-- START OF PROVIDED DATA --
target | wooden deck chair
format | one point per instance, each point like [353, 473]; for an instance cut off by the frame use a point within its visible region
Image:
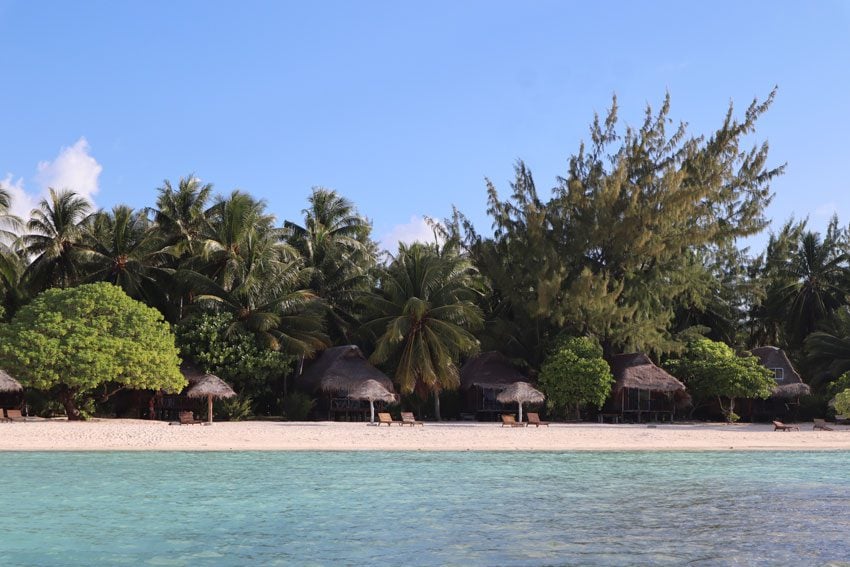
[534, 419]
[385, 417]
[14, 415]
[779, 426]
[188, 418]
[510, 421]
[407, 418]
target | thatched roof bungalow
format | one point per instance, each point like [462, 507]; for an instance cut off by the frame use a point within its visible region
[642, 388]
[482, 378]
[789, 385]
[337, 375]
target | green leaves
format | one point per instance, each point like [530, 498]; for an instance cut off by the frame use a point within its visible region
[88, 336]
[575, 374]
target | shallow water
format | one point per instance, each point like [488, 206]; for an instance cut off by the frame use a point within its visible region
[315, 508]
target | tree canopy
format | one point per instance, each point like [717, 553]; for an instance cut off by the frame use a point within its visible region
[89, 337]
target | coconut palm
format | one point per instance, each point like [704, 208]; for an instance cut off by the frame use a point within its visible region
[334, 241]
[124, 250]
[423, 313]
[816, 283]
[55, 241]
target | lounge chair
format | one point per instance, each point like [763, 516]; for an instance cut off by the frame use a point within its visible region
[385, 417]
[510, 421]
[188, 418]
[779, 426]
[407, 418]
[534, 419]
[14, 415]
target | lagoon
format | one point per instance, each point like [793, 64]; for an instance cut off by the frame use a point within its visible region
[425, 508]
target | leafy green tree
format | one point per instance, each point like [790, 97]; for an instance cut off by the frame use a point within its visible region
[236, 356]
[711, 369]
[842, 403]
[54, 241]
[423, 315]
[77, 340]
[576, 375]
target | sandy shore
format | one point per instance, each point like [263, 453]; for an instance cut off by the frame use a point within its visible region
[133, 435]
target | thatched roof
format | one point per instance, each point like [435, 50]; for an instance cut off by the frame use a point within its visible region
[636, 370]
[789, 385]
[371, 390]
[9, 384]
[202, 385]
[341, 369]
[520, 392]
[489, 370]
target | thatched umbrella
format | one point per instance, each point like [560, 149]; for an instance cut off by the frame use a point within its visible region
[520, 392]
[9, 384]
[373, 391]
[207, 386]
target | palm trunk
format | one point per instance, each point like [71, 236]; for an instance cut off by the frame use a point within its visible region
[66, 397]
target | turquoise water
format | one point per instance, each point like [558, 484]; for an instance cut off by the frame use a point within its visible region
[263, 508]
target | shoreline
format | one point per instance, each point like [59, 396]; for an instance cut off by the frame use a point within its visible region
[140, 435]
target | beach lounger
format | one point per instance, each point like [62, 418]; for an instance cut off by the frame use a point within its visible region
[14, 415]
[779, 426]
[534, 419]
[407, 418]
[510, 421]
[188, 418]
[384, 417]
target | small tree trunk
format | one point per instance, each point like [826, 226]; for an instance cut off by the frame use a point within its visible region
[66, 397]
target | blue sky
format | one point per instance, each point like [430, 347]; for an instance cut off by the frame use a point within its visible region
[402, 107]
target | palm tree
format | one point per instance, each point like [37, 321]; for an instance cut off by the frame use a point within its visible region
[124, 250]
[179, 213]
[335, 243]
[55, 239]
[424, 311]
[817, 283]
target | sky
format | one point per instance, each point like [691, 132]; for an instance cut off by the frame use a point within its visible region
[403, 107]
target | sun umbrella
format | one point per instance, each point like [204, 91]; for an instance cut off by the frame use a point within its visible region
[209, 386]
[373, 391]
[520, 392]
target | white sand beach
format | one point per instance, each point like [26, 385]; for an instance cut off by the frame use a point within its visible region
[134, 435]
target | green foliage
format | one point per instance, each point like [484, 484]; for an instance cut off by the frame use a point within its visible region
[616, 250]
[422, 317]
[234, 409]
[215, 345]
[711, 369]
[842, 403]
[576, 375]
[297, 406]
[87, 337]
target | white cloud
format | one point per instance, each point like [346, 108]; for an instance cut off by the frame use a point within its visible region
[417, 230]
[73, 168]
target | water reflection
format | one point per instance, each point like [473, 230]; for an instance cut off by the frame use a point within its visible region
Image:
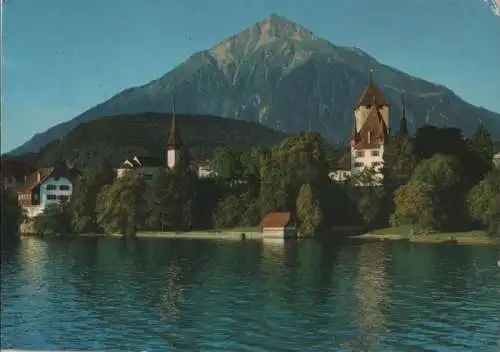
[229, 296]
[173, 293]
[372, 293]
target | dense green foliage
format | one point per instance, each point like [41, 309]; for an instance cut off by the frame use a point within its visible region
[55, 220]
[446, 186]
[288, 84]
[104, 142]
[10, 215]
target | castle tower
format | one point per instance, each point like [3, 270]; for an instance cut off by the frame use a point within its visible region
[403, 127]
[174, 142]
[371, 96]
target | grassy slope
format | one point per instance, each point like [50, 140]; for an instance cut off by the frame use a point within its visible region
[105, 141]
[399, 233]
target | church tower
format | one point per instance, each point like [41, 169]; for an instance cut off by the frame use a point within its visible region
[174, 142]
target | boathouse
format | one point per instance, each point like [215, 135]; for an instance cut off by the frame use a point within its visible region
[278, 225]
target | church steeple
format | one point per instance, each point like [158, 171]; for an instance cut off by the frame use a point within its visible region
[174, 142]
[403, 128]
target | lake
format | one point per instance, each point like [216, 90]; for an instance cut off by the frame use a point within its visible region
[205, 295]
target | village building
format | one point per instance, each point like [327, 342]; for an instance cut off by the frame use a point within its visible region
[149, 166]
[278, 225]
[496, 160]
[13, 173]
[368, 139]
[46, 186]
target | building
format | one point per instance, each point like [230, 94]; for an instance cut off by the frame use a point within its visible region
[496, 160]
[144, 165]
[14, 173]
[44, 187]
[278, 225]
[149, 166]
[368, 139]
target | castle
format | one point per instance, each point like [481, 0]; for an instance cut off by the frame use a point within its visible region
-- END OF PROVIDED DATA --
Leave the pictures out and copy the rest of the data exactly.

target | wooden deck chair
format | one point per instance, each point like [353, 473]; for an instance cut off by the frame use a point within its visible region
Image:
[534, 419]
[385, 417]
[14, 415]
[779, 426]
[188, 418]
[510, 421]
[407, 418]
target | thatched roof bungalow
format | one point per instance, each point like [462, 507]; for an instance cut off by the frame use a point within its visible region
[642, 388]
[482, 378]
[789, 385]
[337, 375]
target | green leaves
format | one point per instance, each point like [530, 498]; for an instance cut off by the frame use a point within its visible region
[88, 336]
[575, 374]
target | shallow water
format | one point per instance, each point like [488, 206]; for an instance cut off by the frame use a point within its visible region
[315, 508]
target | tree canopy
format | one point per instance, each point like [717, 553]; for an instance cut off by the frame use a point within its visible region
[89, 337]
target | coconut palm
format | one point per instance, each point like [704, 208]; for an instance cut off by the frame use a point within its visible region
[334, 241]
[124, 250]
[423, 313]
[816, 283]
[55, 241]
target | lounge chair
format | one point per instance, each point like [763, 516]; for an instance cut off by the frame use a point within its visible region
[385, 417]
[510, 421]
[188, 418]
[779, 426]
[407, 418]
[534, 419]
[14, 415]
target | lagoon
format | one point per instance, each point like [793, 64]; for an instance cut off by the frame use a point within its visible region
[425, 508]
target | leafy green tree
format | one point per instance, each point like [790, 97]; for an instance cut off by the frame use a point within its visible region
[236, 356]
[711, 369]
[842, 403]
[54, 241]
[423, 315]
[77, 340]
[576, 375]
target | sandy shore
format | one point per instance, each point like [263, 453]; for an instance cut off by the frame use a point within its visible region
[133, 435]
target | thatched roof
format | one point per instance, each point like [435, 50]; for an instance cut off by the frame use a point within its visible region
[636, 370]
[789, 385]
[371, 390]
[9, 384]
[202, 385]
[341, 369]
[520, 392]
[489, 370]
target | thatched umbrella
format | one point per instance, each point like [560, 149]; for an instance cut off by the frame use a point within its visible region
[520, 392]
[9, 384]
[373, 391]
[207, 386]
target | palm trunk
format | one point per instance, each point like [71, 236]; for an instance cut off by the frame use a point within its visible region
[66, 397]
target | turquoise water
format | one point per instance, each point like [558, 484]; for an instance cut off by the frame use a point within its visible region
[263, 508]
target | shoreline
format | one point per instance, each point like [59, 396]; for an instance cut off by the frame use a point within its visible region
[140, 435]
target | beach lounger
format | one point per instance, each point like [62, 418]; for an instance cut off by the frame use a point within its visible region
[14, 415]
[779, 426]
[534, 419]
[407, 418]
[510, 421]
[188, 418]
[384, 417]
target | small tree trunk
format | one point per instance, each point like [826, 226]; for an instance cut off by the frame use a point within its visible region
[66, 397]
target | blue sky
format | one point per instance, each point like [430, 347]; for an instance cut off by the frame use a point within its visible region
[402, 107]
target | palm tree
format | one point per instance, each point like [37, 321]; for an instance cut off by the frame use a point within its visible region
[124, 250]
[179, 213]
[335, 243]
[55, 239]
[424, 311]
[817, 283]
target | sky
format | one point per instance, each point like [691, 132]; for an instance cut off by the frame use a point within its visible region
[403, 107]
target | sun umbrella
format | one point per instance, each point like [204, 91]; for an instance cut off by the frame use a point within its visible region
[209, 386]
[373, 391]
[520, 392]
target | white sand beach
format | one point per instance, each point like [26, 385]; for an instance cut off by the frame use a point within its visible region
[134, 435]
target | green foliage
format | one point per instance, each point like [484, 484]; for an instance cut off by the frame use a point within its visible region
[616, 250]
[422, 317]
[234, 409]
[215, 345]
[711, 369]
[842, 403]
[576, 375]
[297, 406]
[87, 337]
target | white cloud
format | one point per instance, each point like [346, 108]; for an instance cut off by the frame use a point within its visible region
[417, 230]
[73, 168]
target | water reflection
format | one point per instance, each point like [473, 230]; for an instance cut off by the frame use a point within its visible region
Image:
[229, 296]
[173, 293]
[372, 293]
target | dense green foliage
format | one point per instance, each point like [41, 309]; for an instance cut off by the frame use a point within its visible region
[55, 220]
[446, 186]
[288, 84]
[104, 142]
[10, 215]
target | castle tower
format | one point per instance, each point like [3, 270]; for an instance cut off by the frame use a point within its visible region
[403, 127]
[174, 142]
[371, 96]
target | grassy slope
format | one point per instance, each point like [50, 140]; for an instance cut off by the frame use a point within its visible region
[105, 141]
[399, 233]
target | church tower
format | one point per instance, each point like [41, 169]; for an instance cut off by the frame use a point within its visible region
[174, 142]
target | boathouse
format | one point per instance, each point like [215, 135]; for an instance cut off by the frame use a point within its visible region
[278, 225]
target | church steeple
format | one point per instance, each point like [158, 171]; for an instance cut off by the frame use a point within its visible region
[174, 142]
[403, 128]
target | lake
format | one point per instance, each point like [216, 90]; for an instance cut off by the frame use a point within its visible region
[205, 295]
target | village building
format | one point per instance, each point like [327, 342]; for an instance cut off by the frame use a point within its visible region
[149, 166]
[278, 225]
[496, 160]
[13, 173]
[368, 139]
[46, 186]
target | building
format | one point per instance, each point like [230, 94]; for an instance cut off by the frame use a point within its visible region
[496, 160]
[144, 165]
[14, 173]
[44, 187]
[278, 225]
[149, 166]
[368, 139]
target | castle
format | one point per instance, each point like [481, 0]; for an instance cut off by the frame use a point within its visible region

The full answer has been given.